*Exercise tasks:*
**1.** In the text about the Włochy neighbourhood, what building stands in the Combatants Park, and what is it used for today?
**2.** Extend the text about the Włochy neighbourhood past its last sentence.

Włochy includes several parks. Among them is the Combatants Park, located in its northeast, with an area of 4.46 ha (11 acres). It features the Koelichen Palace, a historical neoclassical residence from 1859, currently functioning as a public library. Another park is also located to its north, and centred around a lake known as the Goat Pond. Additionally, the Space Gardens, a park measuring around 3 ha, is located further to the east, at the intersection of Plastyczna and Sympatyczna Streets. Moreover, another park is located in the south, near Cietrzewia and Krańcowa Streets, and centred around two ponds, collectively known as the Black Grouse Ponds. Włochy also features two small garden squares, the Freedom Square at the intersection of Dymna and Wszemirowska Streets, and the Sixteenth of September 1944 Square, at the intersection of Chrościckiego and Rybnicka Streets. Additionally, Fort V "Włochy", a retired historical fortification from 1888, is located at the intersection of Ryżowa Street, and Czwartego Czerwca 1989 roku Street, and used as an urban park. Additionally, Włochy also has another small pond, known as the Dual Clay Pond, with an area of 0.13 ha, located Cegielna Street.

The neighbourhood also hosts the Przyszłość Włochy sports club, with its homefield located at 25 Rybnicka Street.

== Public transport ==
The neighbourhood is crossed by the railway line, between stations Warsaw West and Kunowice, with Warszawa Włochy station in its centre. Three more railway stations are located at the neighbourhood boundaries. They are: Warszawa Aleje Jerozolimskie near Jerusalem Avenue, Warszawa Raków on Łopuszańska Street, and Warszawa Ursus Północny between Cykady and Szamoty Streets.

*Data to examine:*
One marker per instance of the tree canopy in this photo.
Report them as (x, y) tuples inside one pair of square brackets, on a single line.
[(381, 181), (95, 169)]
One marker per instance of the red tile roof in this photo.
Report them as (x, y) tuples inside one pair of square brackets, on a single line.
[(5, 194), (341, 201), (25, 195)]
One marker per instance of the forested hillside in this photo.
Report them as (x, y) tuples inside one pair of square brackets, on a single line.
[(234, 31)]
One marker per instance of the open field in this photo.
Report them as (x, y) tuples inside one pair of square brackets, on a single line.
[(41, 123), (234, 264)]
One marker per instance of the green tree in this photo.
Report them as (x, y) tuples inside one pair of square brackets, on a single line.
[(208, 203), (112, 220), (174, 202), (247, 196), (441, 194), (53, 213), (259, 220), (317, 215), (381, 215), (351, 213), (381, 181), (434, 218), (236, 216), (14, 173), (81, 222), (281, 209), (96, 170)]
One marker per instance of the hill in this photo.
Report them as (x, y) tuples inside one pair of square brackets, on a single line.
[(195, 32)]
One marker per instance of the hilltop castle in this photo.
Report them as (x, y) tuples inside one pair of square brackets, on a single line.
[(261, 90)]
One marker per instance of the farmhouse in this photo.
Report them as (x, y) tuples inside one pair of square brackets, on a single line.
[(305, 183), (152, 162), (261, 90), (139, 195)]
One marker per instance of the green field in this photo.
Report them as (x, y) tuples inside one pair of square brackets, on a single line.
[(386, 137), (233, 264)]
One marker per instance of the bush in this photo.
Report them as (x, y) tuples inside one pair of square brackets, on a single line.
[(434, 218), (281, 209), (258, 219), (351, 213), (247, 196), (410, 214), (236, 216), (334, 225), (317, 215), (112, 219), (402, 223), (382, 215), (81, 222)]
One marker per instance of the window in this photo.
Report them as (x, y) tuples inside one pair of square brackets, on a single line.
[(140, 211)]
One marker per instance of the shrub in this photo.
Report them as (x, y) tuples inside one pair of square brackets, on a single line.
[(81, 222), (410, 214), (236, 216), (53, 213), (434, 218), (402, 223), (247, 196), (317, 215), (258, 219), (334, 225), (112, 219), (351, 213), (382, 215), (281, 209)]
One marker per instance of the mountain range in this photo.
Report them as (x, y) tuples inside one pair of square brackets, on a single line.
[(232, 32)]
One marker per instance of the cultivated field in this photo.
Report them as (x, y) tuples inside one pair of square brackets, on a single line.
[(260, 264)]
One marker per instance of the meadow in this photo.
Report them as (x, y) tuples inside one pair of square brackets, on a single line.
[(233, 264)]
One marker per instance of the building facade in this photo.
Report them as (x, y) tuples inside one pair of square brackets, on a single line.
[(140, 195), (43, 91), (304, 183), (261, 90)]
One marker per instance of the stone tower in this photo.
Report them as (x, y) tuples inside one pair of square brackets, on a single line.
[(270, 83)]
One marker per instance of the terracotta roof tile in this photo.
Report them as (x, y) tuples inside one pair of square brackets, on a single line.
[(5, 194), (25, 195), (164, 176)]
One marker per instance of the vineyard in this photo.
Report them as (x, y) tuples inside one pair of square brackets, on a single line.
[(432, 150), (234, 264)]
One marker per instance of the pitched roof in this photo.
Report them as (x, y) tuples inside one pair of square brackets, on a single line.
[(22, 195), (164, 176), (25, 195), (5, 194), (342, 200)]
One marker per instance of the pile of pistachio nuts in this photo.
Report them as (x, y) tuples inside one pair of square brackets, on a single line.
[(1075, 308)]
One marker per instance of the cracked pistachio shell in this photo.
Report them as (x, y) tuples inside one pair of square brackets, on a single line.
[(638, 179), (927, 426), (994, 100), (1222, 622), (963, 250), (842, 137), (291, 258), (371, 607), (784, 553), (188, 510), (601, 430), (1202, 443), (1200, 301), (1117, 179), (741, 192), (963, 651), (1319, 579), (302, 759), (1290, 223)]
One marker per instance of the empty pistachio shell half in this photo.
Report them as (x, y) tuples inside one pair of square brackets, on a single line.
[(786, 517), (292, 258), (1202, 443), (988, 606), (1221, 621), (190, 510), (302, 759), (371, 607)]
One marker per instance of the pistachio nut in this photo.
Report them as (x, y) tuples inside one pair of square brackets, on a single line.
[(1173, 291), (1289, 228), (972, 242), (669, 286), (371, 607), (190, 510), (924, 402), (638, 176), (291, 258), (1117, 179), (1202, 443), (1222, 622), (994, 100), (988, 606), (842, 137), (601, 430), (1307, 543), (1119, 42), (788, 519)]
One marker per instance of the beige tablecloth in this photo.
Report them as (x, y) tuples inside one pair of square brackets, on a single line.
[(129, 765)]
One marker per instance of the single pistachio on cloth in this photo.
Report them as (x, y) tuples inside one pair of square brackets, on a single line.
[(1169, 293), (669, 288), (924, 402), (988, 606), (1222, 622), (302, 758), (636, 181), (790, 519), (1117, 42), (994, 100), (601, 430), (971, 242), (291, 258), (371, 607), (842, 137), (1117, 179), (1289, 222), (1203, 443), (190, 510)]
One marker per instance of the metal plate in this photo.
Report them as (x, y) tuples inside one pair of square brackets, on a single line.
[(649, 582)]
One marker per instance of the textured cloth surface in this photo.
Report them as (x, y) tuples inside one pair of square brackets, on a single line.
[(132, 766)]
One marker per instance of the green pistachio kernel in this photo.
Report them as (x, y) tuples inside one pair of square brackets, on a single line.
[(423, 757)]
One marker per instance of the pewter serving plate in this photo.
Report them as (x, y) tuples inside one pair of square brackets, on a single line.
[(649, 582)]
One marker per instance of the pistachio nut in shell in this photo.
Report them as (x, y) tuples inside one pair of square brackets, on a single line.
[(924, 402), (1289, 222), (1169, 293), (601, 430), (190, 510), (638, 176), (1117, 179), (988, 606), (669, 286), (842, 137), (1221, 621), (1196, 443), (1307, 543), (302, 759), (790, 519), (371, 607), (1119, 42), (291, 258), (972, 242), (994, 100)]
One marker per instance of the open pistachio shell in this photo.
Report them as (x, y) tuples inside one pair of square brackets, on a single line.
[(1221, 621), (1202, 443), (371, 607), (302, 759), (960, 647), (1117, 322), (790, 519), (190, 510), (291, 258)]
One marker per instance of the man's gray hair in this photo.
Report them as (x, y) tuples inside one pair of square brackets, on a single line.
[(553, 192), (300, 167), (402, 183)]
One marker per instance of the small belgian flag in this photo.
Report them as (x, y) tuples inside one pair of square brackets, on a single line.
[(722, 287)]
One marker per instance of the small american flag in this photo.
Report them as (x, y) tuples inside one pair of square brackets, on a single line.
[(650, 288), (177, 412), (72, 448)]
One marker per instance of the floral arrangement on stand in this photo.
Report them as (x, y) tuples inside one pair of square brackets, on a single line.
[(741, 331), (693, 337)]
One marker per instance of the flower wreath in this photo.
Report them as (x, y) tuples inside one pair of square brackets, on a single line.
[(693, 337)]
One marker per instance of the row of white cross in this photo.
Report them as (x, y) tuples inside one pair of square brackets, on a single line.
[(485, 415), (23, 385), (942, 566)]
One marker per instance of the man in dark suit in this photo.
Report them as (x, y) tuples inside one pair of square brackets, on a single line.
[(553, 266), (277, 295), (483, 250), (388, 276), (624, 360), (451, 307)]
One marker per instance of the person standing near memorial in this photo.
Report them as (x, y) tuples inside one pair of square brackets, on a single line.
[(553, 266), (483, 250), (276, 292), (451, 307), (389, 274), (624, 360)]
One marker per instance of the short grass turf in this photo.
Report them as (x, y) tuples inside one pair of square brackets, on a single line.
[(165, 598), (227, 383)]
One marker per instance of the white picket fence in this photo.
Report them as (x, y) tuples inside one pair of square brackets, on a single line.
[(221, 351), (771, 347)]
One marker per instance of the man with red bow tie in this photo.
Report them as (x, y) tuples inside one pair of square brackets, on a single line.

*Answers given:*
**1.** The Koelichen Palace, a neoclassical residence from 1859, which now serves as a public library.

**2.**
== Religion and cementries ==
Włochy features two Roman Catholic churches within its boundaries, including the Church of Saints Teresa of the Child Jesus and the Roman Martyrs at 27 Rybnicka Street, and the Our Lady of La Salette Church at 46 Popularna Street, administered by the Missionaries of La Salette. The first of them includes two Baroque paintings by Michael Willmann, dating to around 1700, which were donated to it in 1952. Włochy also has the Church of the Epiphany at 22 Cietrzewia Street, which belongs to the Evangelical Church of the Augsburg Confession, as part of the Parish of the Holy Trinity. Additionally, the neighbourhood also includes two burial grounds, located near Fort V. They are the Włochy Cemetery, located at the intersection of Ryżowa and Zapusta Streets, and administrated by the Parish of Saints Teresa of the Child Jesus and the Roman Martyrs, and the Solipse Cemetery at 1 Na Krańcu Street, administrated by the Roman Catholic Parish of St. Joseph the Spouse of Our Lady in Ursus.

== Higher education ==
Włochy includes the Helena Chodkowska University of Technology and Economics at 135 Jutrzenki Street, which operates as a private university.

== Locations and boundaries ==
Włochy is a neighbourhood located in the northwestern part of the Włochy district. It is divided between two halves, with New Włochy in the north, and Old Włochy in the south. They form two area of the City Information System, and are divided by the railway line no. 447. When combined, their boundaries are approximately determined by the railway lines no. 447 and 507, and Odolany branch lines to the north; railway lines no. 8 and 47, Jerusalem Avenue, Wiktoryn Street, Popularna Street, Pryzmaty Street, and around a building at 75 Popularna 75 Street, to the east; and Łopuszańska Street, Kleszczowa Street, Dojazdowa Street, the Kleszczowa bus garage, Przerwana Street, Solipse Cemetery, Zapusta Street, and railway line no. 3, to the south-west. The neighbourhood borders Chrzanów and Jelonki Południowe to the north, Raków, Odolany, and Szczęśliwice to the east, Salomea to the south, and Skorosze and Szamoty to the west.